• [WRITTEN INSTRUCTION 1]: Count how many lines in the rows below contain the string "daisy", and reply with that number only.

We are building PyTorch-native support for the Spyre accelerator, designed from the ground up around upstream integration mechanisms. This approach is driven by several key goals:

Ecosystem-First Development:

Leveraging torch.inductor and out-of-tree extensions as the primary compilation and integration path
Minimizing custom code by building on community-maintained infrastructure
Freeing up engineering capacity to contribute hardware-specific optimizations and improvements back to the PyTorch ecosystem

Ecosystem Access and Model Coverage:

Direct access to the rapidly expanding PyTorch model ecosystem (vLLM, Hugging Face, etc.)

• [WRITTEN INSTRUCTION 2]: Print a span of the Spyre passage above word for word: begin at the words "We are building" and stop after "Hugging Face, etc.)".

• [ROWS]:
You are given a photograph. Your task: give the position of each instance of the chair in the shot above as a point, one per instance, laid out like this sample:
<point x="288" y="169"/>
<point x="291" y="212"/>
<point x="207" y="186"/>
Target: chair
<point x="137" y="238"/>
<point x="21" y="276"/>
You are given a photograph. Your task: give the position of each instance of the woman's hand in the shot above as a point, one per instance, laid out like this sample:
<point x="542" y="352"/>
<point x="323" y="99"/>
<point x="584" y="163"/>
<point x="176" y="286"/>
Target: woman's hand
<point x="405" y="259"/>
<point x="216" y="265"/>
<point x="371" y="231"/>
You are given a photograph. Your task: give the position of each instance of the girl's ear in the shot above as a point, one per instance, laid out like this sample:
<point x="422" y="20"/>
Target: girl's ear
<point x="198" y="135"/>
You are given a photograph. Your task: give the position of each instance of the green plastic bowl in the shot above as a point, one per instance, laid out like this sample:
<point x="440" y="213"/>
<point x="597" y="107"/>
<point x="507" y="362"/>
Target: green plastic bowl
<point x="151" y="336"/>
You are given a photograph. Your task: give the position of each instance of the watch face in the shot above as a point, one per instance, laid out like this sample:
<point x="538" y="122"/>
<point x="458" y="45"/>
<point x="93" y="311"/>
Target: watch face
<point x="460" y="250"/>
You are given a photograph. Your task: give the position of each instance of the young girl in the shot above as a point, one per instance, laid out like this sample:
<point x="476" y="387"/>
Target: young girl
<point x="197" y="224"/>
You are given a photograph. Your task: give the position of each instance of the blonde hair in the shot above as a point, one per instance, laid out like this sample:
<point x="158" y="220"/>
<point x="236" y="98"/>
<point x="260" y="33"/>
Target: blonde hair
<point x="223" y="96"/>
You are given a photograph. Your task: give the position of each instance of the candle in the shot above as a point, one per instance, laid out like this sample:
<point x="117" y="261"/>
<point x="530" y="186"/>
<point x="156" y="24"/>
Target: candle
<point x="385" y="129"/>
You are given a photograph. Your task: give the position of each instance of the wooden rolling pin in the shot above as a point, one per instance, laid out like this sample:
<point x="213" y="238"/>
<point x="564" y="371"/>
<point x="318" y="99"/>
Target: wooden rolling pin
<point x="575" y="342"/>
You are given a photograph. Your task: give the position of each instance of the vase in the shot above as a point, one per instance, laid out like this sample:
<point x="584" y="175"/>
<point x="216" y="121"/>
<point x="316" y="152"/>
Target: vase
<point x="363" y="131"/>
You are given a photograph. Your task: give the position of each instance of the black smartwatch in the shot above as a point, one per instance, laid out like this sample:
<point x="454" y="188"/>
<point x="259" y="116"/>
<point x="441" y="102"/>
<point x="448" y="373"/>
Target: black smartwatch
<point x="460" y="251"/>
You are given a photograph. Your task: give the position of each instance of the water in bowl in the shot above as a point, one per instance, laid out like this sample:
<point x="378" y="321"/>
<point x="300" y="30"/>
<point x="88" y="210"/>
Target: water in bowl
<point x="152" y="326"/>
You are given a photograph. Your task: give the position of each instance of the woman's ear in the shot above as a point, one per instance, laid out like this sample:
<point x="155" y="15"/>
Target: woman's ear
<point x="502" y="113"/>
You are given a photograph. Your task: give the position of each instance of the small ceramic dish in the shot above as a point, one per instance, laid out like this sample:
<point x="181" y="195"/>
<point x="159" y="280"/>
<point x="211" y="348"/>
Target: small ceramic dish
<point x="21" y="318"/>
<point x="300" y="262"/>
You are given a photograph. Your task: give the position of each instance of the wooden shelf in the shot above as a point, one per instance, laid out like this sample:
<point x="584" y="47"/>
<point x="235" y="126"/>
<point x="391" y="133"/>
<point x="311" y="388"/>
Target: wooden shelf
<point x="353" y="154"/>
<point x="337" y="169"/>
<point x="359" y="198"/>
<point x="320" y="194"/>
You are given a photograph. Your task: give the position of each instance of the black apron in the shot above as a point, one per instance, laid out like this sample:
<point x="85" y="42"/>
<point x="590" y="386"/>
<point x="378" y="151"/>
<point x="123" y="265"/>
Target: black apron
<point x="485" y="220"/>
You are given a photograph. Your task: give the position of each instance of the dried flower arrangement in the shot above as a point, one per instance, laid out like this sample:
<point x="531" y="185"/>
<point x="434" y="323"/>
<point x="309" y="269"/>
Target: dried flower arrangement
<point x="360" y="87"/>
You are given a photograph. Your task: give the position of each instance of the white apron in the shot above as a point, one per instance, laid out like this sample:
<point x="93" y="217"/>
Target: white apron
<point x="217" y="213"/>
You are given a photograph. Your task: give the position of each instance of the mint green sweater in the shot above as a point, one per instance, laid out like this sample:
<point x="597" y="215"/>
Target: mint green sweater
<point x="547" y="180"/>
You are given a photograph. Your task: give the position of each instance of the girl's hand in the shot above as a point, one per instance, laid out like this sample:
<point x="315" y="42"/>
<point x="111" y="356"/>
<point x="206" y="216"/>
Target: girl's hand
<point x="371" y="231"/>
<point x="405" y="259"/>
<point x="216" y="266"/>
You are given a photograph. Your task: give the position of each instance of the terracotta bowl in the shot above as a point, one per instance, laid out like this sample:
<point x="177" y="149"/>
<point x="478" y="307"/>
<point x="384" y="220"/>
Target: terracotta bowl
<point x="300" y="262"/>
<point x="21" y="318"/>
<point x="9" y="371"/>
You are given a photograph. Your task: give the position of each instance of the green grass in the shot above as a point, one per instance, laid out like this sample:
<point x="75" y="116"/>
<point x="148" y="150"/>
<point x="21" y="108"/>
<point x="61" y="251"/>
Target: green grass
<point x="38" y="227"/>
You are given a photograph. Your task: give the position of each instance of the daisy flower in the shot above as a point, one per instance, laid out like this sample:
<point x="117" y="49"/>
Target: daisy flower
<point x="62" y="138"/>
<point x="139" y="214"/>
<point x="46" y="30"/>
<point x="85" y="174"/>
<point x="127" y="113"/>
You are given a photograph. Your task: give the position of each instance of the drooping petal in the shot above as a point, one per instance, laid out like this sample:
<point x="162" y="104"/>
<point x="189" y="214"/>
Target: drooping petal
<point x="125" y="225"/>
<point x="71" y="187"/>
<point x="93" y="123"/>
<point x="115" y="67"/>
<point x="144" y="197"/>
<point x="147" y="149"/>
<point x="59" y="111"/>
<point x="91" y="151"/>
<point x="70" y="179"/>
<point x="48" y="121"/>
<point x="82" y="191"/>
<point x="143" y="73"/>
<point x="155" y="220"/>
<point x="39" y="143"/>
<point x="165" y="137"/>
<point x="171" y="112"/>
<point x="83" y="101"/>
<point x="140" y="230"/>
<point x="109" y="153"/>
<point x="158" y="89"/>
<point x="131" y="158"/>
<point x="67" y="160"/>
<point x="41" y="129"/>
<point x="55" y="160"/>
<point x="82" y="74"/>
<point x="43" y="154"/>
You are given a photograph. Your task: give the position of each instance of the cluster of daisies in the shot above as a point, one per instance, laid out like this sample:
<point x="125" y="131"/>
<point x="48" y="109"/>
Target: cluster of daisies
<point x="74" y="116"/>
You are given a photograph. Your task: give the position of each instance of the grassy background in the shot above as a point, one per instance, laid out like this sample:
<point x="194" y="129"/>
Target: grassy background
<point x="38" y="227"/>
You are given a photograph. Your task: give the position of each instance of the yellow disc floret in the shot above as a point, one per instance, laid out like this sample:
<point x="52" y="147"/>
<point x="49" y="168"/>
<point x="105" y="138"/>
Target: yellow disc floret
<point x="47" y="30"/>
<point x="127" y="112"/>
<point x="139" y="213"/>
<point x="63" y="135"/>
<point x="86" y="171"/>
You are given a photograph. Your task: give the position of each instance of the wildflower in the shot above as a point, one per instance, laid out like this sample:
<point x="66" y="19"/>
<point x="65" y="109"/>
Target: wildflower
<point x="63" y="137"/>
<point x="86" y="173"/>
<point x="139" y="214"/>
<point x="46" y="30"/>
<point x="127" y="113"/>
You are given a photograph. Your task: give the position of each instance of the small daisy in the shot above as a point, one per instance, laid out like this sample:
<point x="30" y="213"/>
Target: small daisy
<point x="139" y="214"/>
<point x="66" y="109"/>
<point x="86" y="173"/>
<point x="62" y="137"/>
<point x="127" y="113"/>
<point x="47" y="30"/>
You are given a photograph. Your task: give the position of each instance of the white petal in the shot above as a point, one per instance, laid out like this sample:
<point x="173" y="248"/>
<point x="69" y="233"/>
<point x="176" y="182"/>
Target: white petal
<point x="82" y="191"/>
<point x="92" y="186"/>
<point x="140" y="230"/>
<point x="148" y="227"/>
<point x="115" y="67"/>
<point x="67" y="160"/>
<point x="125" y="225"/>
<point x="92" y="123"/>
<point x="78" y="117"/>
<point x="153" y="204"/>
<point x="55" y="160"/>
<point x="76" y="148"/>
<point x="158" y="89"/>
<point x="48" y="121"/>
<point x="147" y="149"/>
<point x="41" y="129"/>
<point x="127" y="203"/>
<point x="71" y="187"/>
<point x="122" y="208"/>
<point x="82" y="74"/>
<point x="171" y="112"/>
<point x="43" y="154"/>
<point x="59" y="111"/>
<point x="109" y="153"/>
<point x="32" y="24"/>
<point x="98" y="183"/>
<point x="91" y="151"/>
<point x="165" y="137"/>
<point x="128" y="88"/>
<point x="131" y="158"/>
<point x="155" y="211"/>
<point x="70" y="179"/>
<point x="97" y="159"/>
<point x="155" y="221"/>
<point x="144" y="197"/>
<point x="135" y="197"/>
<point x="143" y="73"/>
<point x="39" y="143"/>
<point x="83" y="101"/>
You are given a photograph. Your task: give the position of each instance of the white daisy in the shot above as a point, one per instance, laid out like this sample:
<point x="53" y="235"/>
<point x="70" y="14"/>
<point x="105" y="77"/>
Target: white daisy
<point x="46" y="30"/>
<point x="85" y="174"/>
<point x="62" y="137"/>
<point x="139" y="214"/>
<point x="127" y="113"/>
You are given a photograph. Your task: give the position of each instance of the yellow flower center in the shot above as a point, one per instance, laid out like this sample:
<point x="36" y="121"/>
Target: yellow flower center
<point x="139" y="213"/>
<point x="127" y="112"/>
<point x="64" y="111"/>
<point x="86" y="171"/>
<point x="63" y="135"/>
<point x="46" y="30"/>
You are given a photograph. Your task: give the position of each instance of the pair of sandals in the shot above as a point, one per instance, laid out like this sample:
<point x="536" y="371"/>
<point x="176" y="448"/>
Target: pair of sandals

• [WRITTEN RESPONSE 1]: 6

• [WRITTEN RESPONSE 2]:
We are building PyTorch-native support for the Spyre accelerator, designed from the ground up around upstream integration mechanisms. This approach is driven by several key goals:

Ecosystem-First Development:

Leveraging torch.inductor and out-of-tree extensions as the primary compilation and integration path
Minimizing custom code by building on community-maintained infrastructure
Freeing up engineering capacity to contribute hardware-specific optimizations and improvements back to the PyTorch ecosystem

Ecosystem Access and Model Coverage:

Direct access to the rapidly expanding PyTorch model ecosystem (vLLM, Hugging Face, etc.)